## EXERCISE DETAILS
Transcribe word for word each line from the one containing "Every instance of the man's raised" to the final line of the data, both included. Skip the pictures.
— Begin —
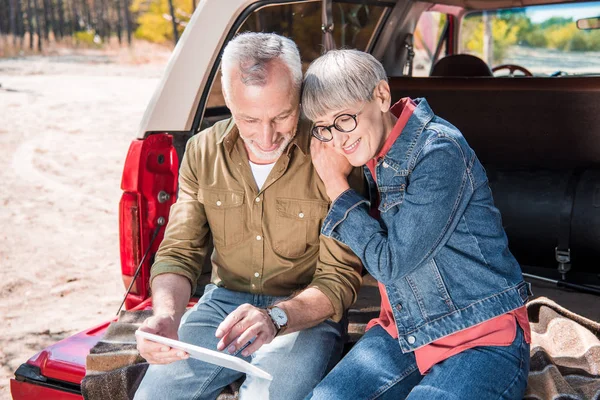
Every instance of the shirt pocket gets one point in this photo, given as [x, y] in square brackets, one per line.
[392, 195]
[224, 212]
[297, 225]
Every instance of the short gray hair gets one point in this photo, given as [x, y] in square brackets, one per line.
[339, 78]
[251, 52]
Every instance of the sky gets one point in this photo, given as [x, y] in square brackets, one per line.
[574, 10]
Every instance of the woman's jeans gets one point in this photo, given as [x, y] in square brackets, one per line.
[298, 361]
[376, 368]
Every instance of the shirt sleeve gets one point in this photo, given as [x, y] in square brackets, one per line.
[338, 273]
[186, 239]
[437, 192]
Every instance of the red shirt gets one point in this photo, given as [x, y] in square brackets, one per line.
[499, 331]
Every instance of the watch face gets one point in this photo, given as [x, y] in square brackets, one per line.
[279, 316]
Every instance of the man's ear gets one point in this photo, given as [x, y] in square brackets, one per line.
[383, 96]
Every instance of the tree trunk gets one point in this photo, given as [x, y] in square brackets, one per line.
[13, 20]
[119, 22]
[61, 19]
[38, 24]
[46, 6]
[20, 23]
[30, 23]
[175, 33]
[86, 13]
[127, 20]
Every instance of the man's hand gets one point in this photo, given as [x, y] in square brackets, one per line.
[155, 353]
[241, 326]
[333, 168]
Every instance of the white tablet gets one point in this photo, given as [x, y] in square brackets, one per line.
[210, 356]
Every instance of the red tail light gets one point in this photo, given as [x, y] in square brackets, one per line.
[149, 189]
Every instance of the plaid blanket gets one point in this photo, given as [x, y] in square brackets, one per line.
[565, 357]
[565, 353]
[114, 368]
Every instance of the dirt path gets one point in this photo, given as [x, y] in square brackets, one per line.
[66, 123]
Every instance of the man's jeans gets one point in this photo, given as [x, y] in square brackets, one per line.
[298, 361]
[376, 368]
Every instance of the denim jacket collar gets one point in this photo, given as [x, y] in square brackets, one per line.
[403, 148]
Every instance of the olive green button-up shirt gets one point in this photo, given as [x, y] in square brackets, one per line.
[267, 240]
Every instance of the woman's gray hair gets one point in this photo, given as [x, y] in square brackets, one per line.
[251, 52]
[338, 79]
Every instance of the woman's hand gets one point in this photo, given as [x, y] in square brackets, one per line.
[332, 167]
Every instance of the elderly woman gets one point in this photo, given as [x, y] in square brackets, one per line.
[453, 323]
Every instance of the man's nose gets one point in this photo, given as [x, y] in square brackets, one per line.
[268, 134]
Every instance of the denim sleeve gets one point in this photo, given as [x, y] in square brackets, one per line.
[409, 233]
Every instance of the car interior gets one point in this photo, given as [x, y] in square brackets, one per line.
[537, 134]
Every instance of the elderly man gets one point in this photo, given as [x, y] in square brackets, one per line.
[249, 182]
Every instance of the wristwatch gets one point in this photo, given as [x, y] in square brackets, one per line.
[279, 318]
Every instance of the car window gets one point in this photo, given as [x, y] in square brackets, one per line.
[545, 40]
[427, 35]
[355, 26]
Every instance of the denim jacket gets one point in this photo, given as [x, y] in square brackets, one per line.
[439, 246]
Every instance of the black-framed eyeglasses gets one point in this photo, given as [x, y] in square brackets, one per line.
[345, 123]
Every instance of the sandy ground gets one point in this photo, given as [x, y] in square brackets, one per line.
[66, 122]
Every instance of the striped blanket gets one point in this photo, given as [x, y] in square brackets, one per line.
[565, 357]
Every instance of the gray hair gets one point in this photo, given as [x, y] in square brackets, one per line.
[251, 52]
[338, 79]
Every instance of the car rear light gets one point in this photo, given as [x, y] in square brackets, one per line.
[149, 187]
[129, 223]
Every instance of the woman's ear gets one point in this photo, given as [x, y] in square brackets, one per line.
[383, 96]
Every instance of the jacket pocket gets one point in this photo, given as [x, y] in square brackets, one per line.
[225, 212]
[297, 225]
[393, 194]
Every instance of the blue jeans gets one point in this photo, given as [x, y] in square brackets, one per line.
[298, 361]
[376, 368]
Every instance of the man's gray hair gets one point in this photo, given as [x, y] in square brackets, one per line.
[338, 79]
[251, 52]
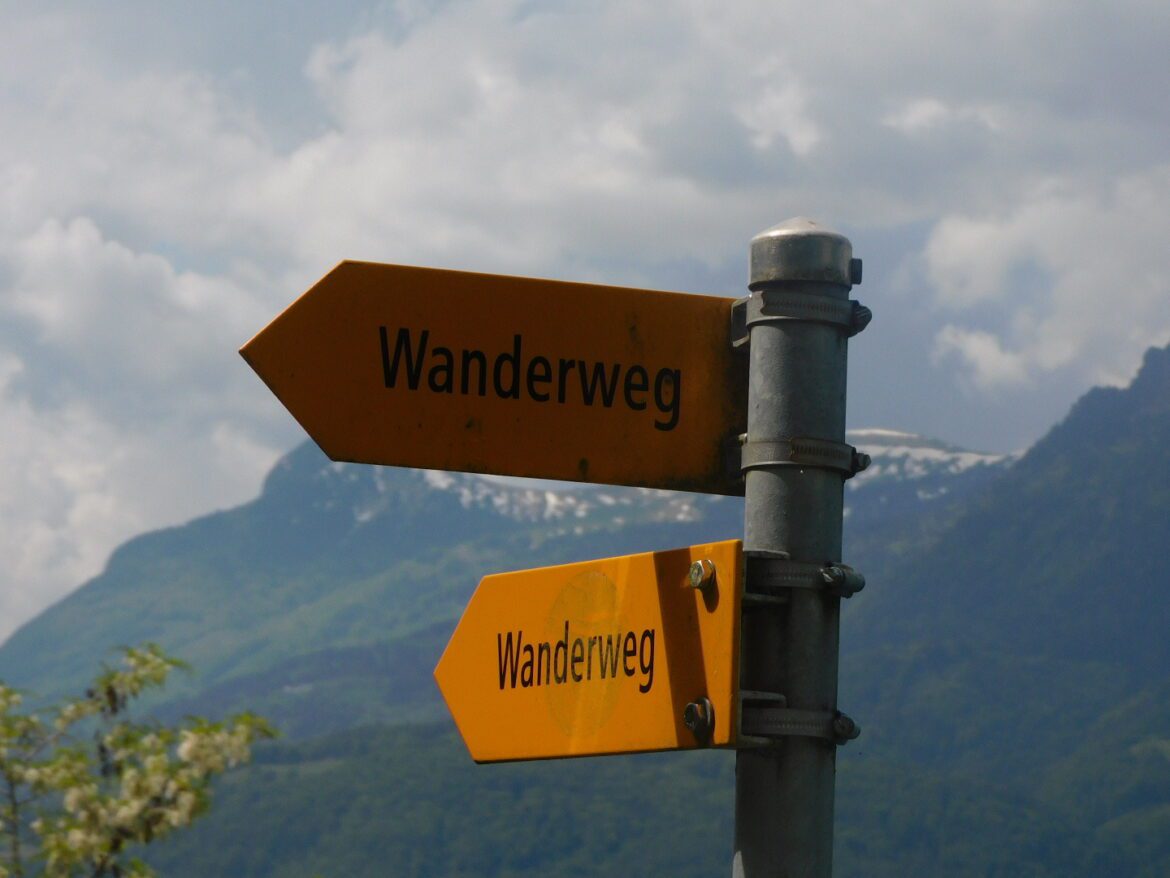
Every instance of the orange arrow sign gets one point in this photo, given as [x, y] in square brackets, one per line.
[515, 376]
[597, 657]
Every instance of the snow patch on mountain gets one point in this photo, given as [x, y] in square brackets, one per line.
[896, 455]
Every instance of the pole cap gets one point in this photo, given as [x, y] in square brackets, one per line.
[802, 249]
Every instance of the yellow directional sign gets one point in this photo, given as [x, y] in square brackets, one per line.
[598, 657]
[452, 370]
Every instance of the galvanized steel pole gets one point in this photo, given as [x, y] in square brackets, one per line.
[797, 323]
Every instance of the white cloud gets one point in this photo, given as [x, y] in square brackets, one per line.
[165, 187]
[1075, 274]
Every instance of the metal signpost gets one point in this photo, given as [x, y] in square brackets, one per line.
[723, 645]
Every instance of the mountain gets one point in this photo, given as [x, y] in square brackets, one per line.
[1007, 663]
[327, 601]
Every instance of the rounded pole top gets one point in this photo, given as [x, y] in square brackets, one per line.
[802, 249]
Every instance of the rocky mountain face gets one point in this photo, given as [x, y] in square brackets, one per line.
[342, 578]
[1007, 662]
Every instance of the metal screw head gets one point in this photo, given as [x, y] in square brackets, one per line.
[699, 717]
[702, 574]
[845, 728]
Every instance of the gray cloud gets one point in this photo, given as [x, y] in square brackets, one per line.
[173, 175]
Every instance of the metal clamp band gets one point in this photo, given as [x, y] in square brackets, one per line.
[776, 304]
[835, 578]
[785, 721]
[803, 451]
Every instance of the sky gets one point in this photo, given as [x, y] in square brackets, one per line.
[172, 175]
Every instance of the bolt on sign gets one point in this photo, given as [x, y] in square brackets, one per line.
[515, 376]
[623, 654]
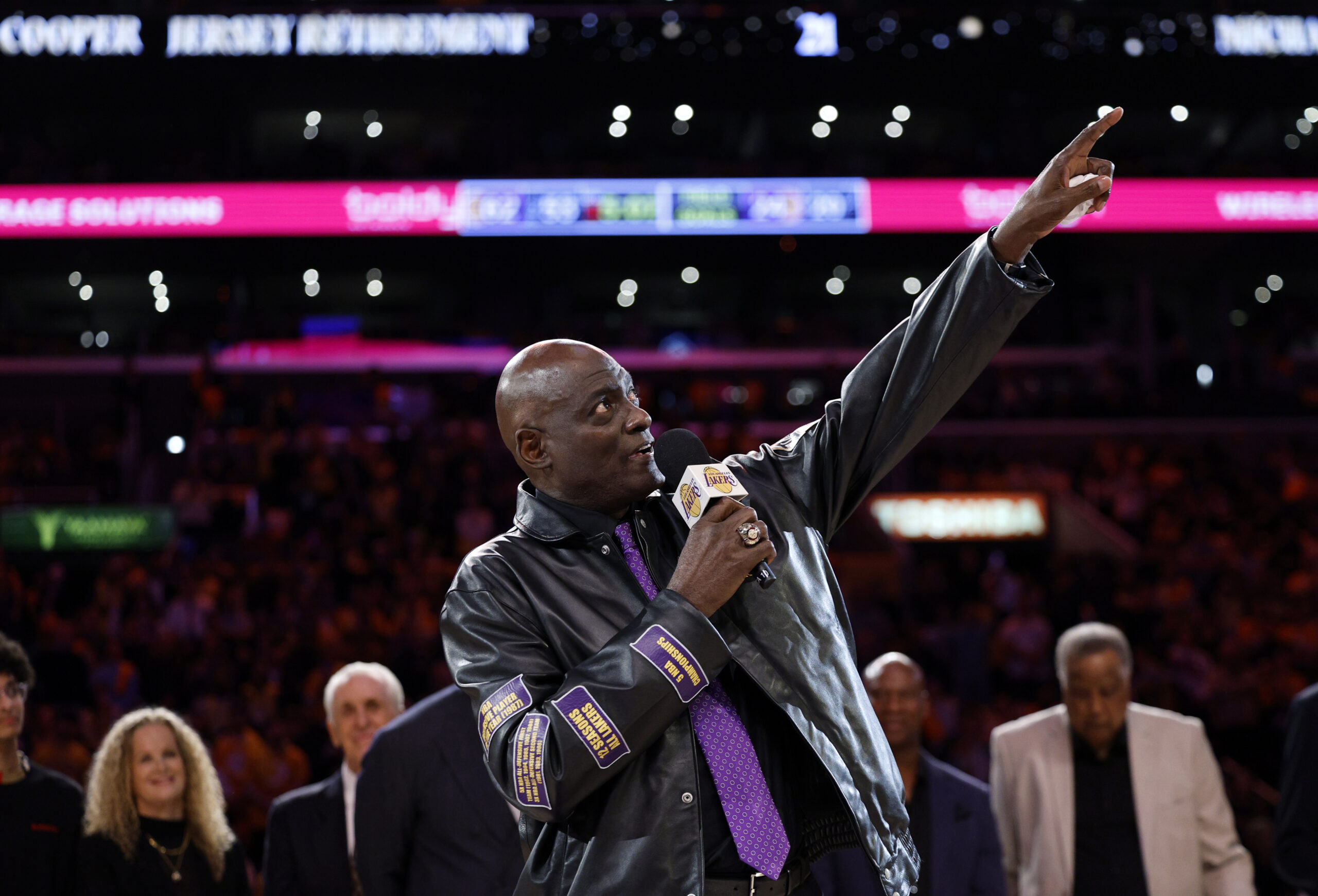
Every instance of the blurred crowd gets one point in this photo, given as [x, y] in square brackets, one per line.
[302, 546]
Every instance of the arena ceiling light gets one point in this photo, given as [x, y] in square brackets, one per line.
[628, 293]
[74, 280]
[620, 115]
[683, 114]
[160, 290]
[822, 128]
[373, 127]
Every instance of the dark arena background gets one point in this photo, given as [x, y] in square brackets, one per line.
[264, 264]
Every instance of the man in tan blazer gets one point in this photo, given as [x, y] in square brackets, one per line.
[1105, 796]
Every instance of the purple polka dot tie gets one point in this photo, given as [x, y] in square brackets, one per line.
[742, 791]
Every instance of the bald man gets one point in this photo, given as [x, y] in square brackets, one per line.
[951, 817]
[663, 728]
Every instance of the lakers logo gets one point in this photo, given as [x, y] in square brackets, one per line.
[690, 499]
[716, 479]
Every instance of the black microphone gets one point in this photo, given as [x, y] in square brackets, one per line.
[675, 451]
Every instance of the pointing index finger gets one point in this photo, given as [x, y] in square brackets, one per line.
[1086, 139]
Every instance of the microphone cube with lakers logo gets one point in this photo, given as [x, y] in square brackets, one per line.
[702, 484]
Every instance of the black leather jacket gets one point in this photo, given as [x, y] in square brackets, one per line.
[544, 610]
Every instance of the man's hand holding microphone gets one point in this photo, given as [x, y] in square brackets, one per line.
[716, 559]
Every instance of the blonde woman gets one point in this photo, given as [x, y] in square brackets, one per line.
[154, 822]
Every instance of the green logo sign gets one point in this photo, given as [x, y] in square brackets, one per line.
[79, 528]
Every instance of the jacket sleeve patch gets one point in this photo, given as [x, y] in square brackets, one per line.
[500, 707]
[529, 761]
[674, 660]
[594, 727]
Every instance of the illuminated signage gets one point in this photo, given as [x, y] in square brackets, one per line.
[961, 517]
[79, 528]
[819, 33]
[73, 36]
[613, 207]
[696, 206]
[1263, 34]
[351, 34]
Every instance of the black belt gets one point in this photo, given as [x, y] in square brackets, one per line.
[758, 885]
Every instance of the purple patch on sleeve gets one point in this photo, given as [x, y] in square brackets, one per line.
[674, 660]
[529, 761]
[502, 706]
[597, 732]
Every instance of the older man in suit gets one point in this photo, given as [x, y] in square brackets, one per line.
[1296, 853]
[310, 837]
[1106, 796]
[951, 821]
[430, 820]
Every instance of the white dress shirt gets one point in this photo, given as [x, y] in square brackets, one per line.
[350, 805]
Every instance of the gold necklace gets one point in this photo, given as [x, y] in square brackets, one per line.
[176, 871]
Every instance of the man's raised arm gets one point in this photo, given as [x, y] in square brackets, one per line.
[919, 371]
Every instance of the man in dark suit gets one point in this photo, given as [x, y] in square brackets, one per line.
[429, 817]
[1296, 854]
[951, 821]
[310, 836]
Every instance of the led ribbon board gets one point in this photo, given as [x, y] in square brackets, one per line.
[632, 207]
[961, 517]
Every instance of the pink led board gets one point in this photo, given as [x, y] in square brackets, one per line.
[148, 210]
[630, 207]
[1138, 205]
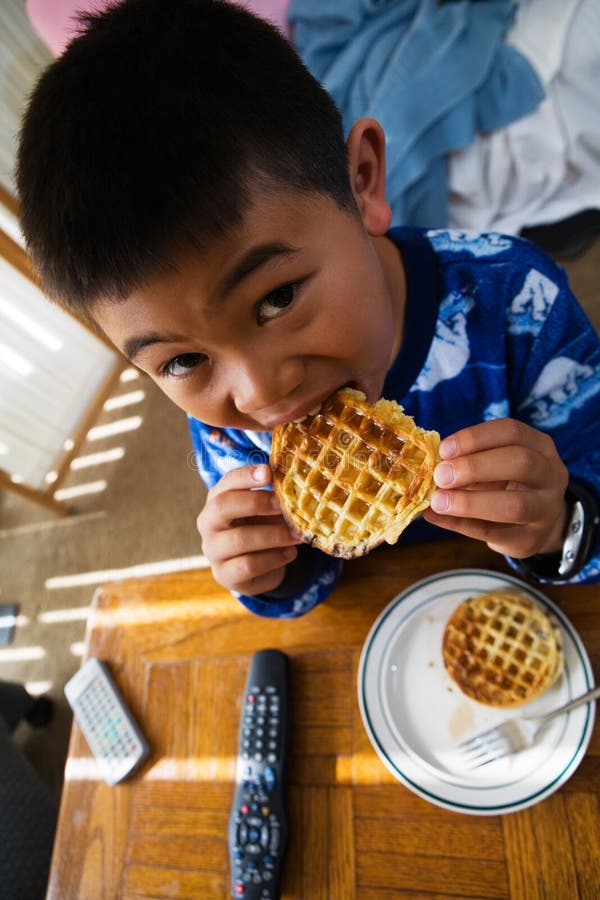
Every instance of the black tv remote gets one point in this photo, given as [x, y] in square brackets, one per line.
[257, 825]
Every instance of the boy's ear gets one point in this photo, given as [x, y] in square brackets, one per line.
[366, 158]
— End —
## IN RESPONSE
Every instance of the man's raised arm gets one point in this photo, given as [x, y] in square brackets, one per line.
[919, 371]
Every instance of the man in dark suit gets one point in this photo, given as [x, y] in square brackets, one per line.
[429, 817]
[1296, 854]
[951, 821]
[310, 836]
Every instance of the led ribbon board gets one point in this photo, given as [x, y] in square brackets, one per line.
[632, 207]
[961, 517]
Every instance of the pink led board gets one point in this photo, given as [x, y] in square brackets, one per line.
[148, 210]
[630, 207]
[1138, 205]
Every instance of the black tv remote gets one point in this photo, given as [x, y] in square brackets, one per line.
[257, 825]
Every instance of the boy's ear gets one point in this photo, given as [x, y] in square brackets, one per line.
[366, 158]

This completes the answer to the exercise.